Reading text:

┌──

In general, I would say that the work this government needs to do in terms of achieving women's equality is enormous. However, instead of moving forward, the Conservative government is moving Canada backward on a whole host of measures, some of which I have mentioned in this House just in the last 24 hours: the removal of the word “equality” from the status of women mandate; the elimination of the court challenges program; the elimination of pay equity legislation; cuts to advocacy programs; cuts to research; and cuts to services. That indicates the government is not interested when it comes to achieving true gender equality for aboriginal women in Canada and for all women in Canada.
In conclusion, while we support this piece of legislation, we hope that the government will turn the clock forward and work with us to achieve true equality for all women in Canada.
Irwin Cotler Mount Royal, QC
Madam Speaker, I too am pleased to rise to speak to Bill C-310, an act to amend the Criminal Code (trafficking in persons), introduced by my colleague, the member for Kildonan—St. Paul. As my colleague from Gatineau has just done, I will take this opportunity to commend the member for her ongoing initiatives and engagement in this regard, of which this bill is but the latest example.
As I have said in the House and as this bill seeks to do, there is an ongoing need to combat this scourge of human trafficking, this pernicious, persistent and pervasive assault on human rights, this commodification in human beings, whereby human beings are regarded simply as cattle to be bonded and bartered. Indeed, this pernicious evil continues to be as persistent and pervasive as ever.
If we look at the situation, we will see that just this week Yuri Fedotov, the head of the United Nations Office on Drugs and Crime, estimated that as many as 2.4 million people are victims of trafficking worldwide at any given moment in time. His comments came as the heads of various UN organizations associated with tourism condemned human trafficking in that sector and proposed a series of reforms.

└──

Brief 1:
Set down the part of the House debate starting with "In conclusion, while" and going on through "the latest example.".
Brief 2:
Put this sentence from the House debate into French: "In conclusion, while we support this piece of legislation, we hope that the government will turn the clock forward and work with us to achieve true equality for all women in Canada."
Brief 3:
Write what comes next in the House debate, picking up after its last sentence.
The lines after this point have no part in this work.

Information provided:
┌──

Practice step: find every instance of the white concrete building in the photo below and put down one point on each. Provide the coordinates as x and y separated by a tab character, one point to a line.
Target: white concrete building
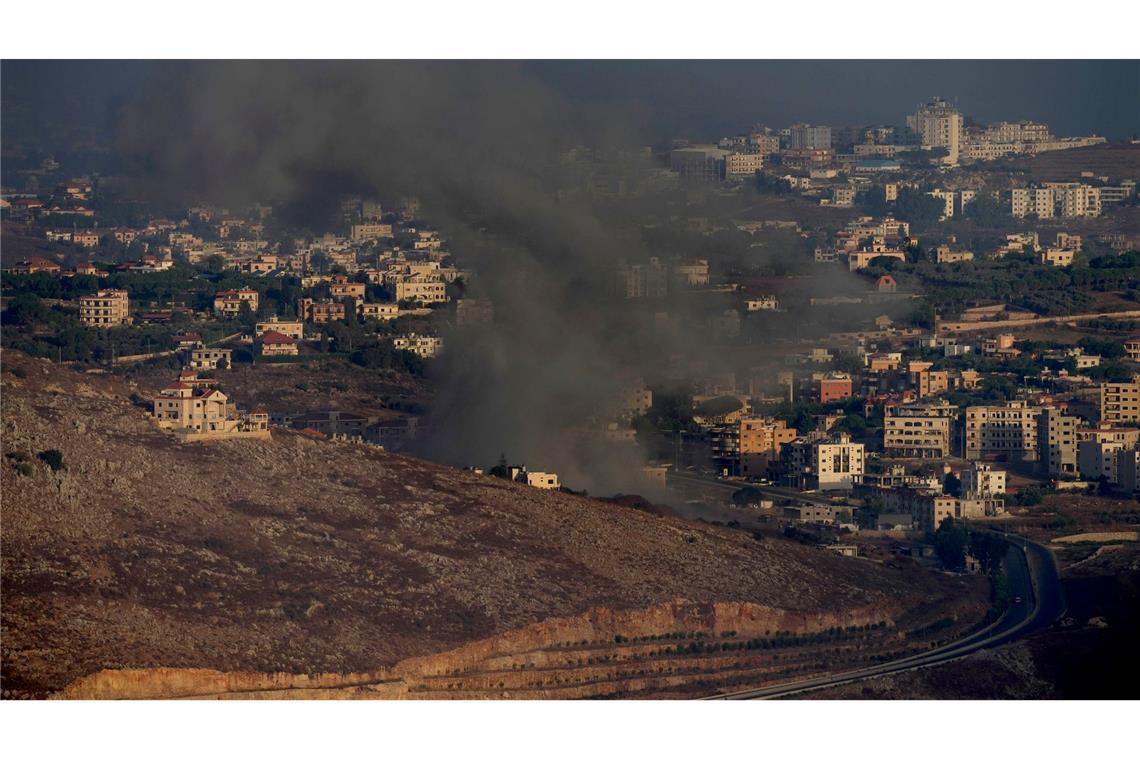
938	124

└──

Response 1:
In conclusion, while we support this piece of legislation, we hope that the government will turn the clock forward and work with us to achieve true equality for all women in Canada.
Irwin Cotler Mount Royal, QC
Madam Speaker, I too am pleased to rise to speak to Bill C-310, an act to amend the Criminal Code (trafficking in persons), introduced by my colleague, the member for Kildonan—St. Paul. As my colleague from Gatineau has just done, I will take this opportunity to commend the member for her ongoing initiatives and engagement in this regard, of which this bill is but the latest example.

Response 2:
En conclusion, bien que nous appuyions ce projet de loi, nous espérons que le gouvernement fera avancer les aiguilles de l'horloge et travaillera avec nous pour parvenir à une véritable égalité pour toutes les femmes au Canada.

Response 3:
Of course, it is not in just one agency, be it the UN, or in one sector, be it tourism, where we need to act. The OSCE special representative and coordinator for combatting trafficking in human beings, Marcia Grazia Giammarinaro, recently noted in her address to global parliamentarians that human trafficking is “not a marginal phenomenon, but a new form of slavery on a massive scale in which people lose their freedom of choice, and are reduced to commodities for the benefit of their exploiters”.
In fact, if we look at the situation, the evidence speaks for itself. We know that this grotesque trade in human life generates upwards of $15 billion a year. We know that trafficking is so profitable that it is the world's fastest-growing international crime. We know that the majority of victims being trafficked each year are girls and women under the age of 25 and that many trafficking victims are young people, including children. We know that the victims of trafficking are desperate to secure the necessities of life, and as a result their lives are mired in exploitation and rooted in the greed of those who prey upon them.
We know that UNICEF continues to remind us that 1.2 million children are trafficked globally each year and that the ILO estimates that 2.5 million children are currently in situations of forced labour as a result of being trafficked. We know that no matter for what purpose they are trafficked, every trafficked person suffers deprivation of liberty and physical, sexual and emotional abuse, including threats of violence and actual harm to themselves and to their family members.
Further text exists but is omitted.